### Record list ###

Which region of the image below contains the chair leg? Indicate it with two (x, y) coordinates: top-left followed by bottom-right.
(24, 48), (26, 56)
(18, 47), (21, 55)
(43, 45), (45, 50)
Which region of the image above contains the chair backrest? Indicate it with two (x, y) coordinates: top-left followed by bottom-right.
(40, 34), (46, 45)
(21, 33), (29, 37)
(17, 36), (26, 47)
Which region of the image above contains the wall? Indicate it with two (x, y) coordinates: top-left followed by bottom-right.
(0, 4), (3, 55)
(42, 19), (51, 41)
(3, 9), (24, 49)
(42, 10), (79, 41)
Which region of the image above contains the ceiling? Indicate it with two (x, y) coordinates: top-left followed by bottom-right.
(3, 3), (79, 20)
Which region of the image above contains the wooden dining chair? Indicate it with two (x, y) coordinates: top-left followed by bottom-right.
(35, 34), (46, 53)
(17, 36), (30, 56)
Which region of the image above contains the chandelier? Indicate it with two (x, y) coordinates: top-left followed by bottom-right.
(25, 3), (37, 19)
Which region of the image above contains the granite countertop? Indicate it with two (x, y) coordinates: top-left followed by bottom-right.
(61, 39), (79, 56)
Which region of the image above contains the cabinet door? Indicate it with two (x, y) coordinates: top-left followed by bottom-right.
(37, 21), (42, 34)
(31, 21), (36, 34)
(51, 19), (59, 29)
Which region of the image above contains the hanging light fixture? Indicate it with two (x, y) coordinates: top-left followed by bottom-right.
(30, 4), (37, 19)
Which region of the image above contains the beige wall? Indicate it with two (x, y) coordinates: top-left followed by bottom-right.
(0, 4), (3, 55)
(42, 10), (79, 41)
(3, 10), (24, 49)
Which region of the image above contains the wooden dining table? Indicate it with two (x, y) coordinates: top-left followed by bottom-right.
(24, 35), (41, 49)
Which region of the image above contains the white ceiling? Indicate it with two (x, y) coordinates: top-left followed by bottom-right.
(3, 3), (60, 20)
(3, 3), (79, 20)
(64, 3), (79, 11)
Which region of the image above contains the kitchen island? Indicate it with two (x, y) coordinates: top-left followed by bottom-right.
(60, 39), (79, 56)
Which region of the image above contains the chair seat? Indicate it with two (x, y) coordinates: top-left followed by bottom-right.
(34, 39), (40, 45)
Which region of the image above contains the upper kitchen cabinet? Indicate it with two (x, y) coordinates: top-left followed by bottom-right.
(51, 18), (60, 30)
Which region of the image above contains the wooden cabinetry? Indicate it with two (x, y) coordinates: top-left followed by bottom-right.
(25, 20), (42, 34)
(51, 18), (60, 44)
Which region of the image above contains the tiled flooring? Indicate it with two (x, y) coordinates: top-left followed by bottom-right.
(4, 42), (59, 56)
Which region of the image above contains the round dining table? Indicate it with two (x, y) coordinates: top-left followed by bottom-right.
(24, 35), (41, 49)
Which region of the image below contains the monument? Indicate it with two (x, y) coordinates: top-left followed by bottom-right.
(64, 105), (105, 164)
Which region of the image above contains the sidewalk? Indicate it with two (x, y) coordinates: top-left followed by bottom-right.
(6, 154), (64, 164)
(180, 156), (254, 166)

###

# Written problem:
Reproduce all of the data above line for line, keeping every word, number and punctuation mark unchanged.

# Task response:
Which region of the image below contains the chair leg? Indicate it with two (x, y) coordinates: top-left followed by bottom-right.
(24, 48), (26, 56)
(18, 47), (21, 55)
(43, 45), (45, 50)
Which region of the image above contains the chair backrest? Indicate it with two (x, y) coordinates: top-left followed by bottom-right.
(40, 34), (46, 45)
(21, 33), (29, 37)
(17, 36), (26, 47)
Which region of the image above contains the wall? Indicate it with two (x, y) coordinates: top-left followed by bottom-right.
(0, 4), (3, 55)
(42, 19), (51, 41)
(3, 9), (24, 49)
(42, 10), (79, 41)
Which region of the image above contains the ceiling? Indicate it with two (x, y) coordinates: top-left followed by bottom-right.
(3, 3), (79, 20)
Which region of the image above contains the wooden dining chair? Indicate it with two (x, y) coordinates: top-left followed by bottom-right.
(35, 34), (46, 53)
(17, 36), (30, 56)
Which region of the image above contains the chandelier? Indicate it with two (x, y) coordinates: top-left followed by bottom-right.
(25, 3), (37, 19)
Which region of the image above contains the granite countertop? Indicate it with two (x, y) coordinates: top-left followed by bottom-right.
(61, 39), (79, 56)
Which region of the image above contains the cabinet door? Indicate it with two (x, y) coordinates: top-left followed by bottom-right.
(37, 21), (42, 34)
(31, 21), (36, 34)
(51, 19), (59, 29)
Which region of the image above contains the hanging light fixture? Indicate it with two (x, y) coordinates: top-left followed by bottom-right.
(30, 4), (37, 19)
Which region of the image above contains the beige wall? Indicate it with two (x, y) coordinates: top-left followed by bottom-right.
(0, 4), (3, 55)
(42, 10), (79, 41)
(3, 10), (24, 49)
Which region of the image above contains the wooden dining table? Indicate it with two (x, y) coordinates: top-left followed by bottom-right.
(24, 35), (41, 49)
Which region of the image above contains the white ceiling? Indicate it with two (x, y) coordinates: top-left followed by bottom-right.
(3, 3), (60, 20)
(3, 3), (79, 20)
(64, 3), (79, 11)
Which region of the image above contains the kitchen island? Indicate it with two (x, y) coordinates: top-left followed by bottom-right.
(60, 39), (79, 56)
Which region of the image above contains the chair seat? Indicate it with two (x, y) coordinates: top-left followed by bottom-right.
(34, 39), (40, 45)
Which region of the image above contains the upper kitchen cabinet? Indicate it with two (x, y) coordinates: top-left followed by bottom-right.
(51, 18), (60, 30)
Which region of the image above contains the wooden cabinetry? Indicate it with two (x, y) coordinates: top-left followed by bottom-right.
(25, 20), (42, 34)
(51, 18), (60, 44)
Which region of the image above contains the tiled flooring? Indicate it with two (x, y) coordinates: top-left followed by bottom-right.
(4, 42), (59, 56)
Which region of the image above contains the round dining table? Indicate it with two (x, y) coordinates: top-left followed by bottom-right.
(24, 35), (41, 49)
Which region of the image below contains the monument? Indicate it with two (x, y) coordinates: top-left followed by bottom-right.
(64, 105), (105, 164)
Which region of the image above contains the sidewalk? Indicate it with two (x, y) coordinates: top-left followed by bottom-right.
(6, 154), (64, 164)
(180, 156), (254, 166)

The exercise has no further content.